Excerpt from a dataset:

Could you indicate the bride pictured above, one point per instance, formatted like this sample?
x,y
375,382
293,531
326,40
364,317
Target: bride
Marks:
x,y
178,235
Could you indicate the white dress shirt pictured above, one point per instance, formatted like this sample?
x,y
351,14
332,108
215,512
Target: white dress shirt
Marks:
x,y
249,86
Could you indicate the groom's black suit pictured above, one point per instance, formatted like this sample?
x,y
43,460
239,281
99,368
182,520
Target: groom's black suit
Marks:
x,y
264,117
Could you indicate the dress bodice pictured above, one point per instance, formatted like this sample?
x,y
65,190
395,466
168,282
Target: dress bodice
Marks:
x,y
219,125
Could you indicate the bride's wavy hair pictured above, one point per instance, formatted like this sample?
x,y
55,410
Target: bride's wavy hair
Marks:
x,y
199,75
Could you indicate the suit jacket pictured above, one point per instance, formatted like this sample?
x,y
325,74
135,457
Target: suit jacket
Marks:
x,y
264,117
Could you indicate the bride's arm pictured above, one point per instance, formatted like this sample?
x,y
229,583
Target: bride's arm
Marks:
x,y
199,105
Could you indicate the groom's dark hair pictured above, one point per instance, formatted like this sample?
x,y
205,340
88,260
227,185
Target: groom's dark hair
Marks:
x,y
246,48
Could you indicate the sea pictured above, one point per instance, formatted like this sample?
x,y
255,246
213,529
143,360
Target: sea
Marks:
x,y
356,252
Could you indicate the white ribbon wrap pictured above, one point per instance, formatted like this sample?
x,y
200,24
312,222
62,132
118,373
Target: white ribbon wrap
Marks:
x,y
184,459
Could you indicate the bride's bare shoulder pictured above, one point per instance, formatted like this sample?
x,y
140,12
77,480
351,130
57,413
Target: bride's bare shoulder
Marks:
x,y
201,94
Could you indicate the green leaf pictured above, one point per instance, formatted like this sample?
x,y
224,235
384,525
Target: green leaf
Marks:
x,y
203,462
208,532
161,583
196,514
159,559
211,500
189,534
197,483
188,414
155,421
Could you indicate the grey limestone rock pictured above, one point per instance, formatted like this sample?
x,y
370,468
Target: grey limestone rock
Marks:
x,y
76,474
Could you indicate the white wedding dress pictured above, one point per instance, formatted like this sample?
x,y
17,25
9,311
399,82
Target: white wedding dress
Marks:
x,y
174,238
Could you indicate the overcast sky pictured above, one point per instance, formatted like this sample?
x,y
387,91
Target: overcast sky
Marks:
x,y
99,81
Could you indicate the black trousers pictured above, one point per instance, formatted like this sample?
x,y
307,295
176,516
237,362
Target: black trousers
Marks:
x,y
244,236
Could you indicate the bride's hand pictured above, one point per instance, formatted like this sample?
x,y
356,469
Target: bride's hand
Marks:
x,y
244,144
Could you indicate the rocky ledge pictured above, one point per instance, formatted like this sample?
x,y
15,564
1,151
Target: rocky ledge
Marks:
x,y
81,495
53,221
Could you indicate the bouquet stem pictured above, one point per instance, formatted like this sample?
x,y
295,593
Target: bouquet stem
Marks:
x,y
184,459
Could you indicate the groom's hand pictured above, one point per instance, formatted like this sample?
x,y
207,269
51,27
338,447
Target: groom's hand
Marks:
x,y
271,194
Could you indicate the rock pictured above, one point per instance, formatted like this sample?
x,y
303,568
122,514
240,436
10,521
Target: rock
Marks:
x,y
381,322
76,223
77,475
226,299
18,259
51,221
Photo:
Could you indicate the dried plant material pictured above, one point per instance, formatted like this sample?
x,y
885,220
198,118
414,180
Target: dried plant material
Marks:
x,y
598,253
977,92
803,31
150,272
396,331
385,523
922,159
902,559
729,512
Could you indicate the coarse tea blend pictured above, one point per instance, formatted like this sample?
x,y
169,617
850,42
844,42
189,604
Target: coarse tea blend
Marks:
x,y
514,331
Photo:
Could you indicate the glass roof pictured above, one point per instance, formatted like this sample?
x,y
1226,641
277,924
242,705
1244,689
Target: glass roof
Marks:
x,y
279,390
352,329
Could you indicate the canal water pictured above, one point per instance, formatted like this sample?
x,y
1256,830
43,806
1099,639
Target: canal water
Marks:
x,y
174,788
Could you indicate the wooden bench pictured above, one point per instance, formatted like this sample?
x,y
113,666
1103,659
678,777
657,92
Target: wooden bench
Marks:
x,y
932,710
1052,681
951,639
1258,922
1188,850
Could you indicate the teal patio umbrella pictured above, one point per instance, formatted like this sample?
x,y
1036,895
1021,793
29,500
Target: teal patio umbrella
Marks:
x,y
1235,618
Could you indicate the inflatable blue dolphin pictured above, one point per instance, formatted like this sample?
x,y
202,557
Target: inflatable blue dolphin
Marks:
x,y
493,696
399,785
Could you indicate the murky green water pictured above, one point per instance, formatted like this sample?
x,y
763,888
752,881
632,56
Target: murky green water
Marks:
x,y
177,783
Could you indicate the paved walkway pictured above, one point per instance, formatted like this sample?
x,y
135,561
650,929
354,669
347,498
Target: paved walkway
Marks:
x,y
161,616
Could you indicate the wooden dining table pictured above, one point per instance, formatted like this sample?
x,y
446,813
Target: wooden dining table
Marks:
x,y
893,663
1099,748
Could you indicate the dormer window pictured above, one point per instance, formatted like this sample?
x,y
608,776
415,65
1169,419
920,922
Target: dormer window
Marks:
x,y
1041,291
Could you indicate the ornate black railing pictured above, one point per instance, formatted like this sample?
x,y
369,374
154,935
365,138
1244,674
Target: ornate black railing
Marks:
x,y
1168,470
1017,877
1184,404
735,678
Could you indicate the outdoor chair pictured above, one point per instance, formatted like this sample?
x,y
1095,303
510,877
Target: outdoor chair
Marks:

Task to carry out =>
Exactly reproduce the lines beginning with the one that contains "Could you indicate the murky" and ending with the last line of the material, both included. Leave out everything else.

Complete output =>
Could you indicate the murky green water pictured above, one point per instance, formatted like this sample?
x,y
763,888
752,881
632,56
Target: murky green water
Marks:
x,y
177,783
Could you indicate the paved walkway pictured above, one point per instance, formatted like this sample?
x,y
135,561
650,929
354,669
347,498
Target: paved walkway
Marks:
x,y
161,616
Could you indicate the wooden dining table pictured above, one point per instance, formatted like this sample?
x,y
446,813
Target: wooden dining table
Marks:
x,y
893,663
1099,748
Could you indicate the dormer window pictured above, one point per instance, formatted like this sample?
x,y
608,776
415,65
1169,419
920,922
Target: dormer window
Marks:
x,y
1041,291
Could you indicate the ornate black railing pictured above, one point per instance, formatted like this sample?
x,y
369,374
154,935
365,138
1244,674
Target: ornate black railing
Marks:
x,y
1168,470
1017,877
1184,404
735,678
Could you indicate the outdoor chair pictured above, one point per instance, formatted like this sample?
x,y
1095,303
510,877
Target: outdoor chair
Marks:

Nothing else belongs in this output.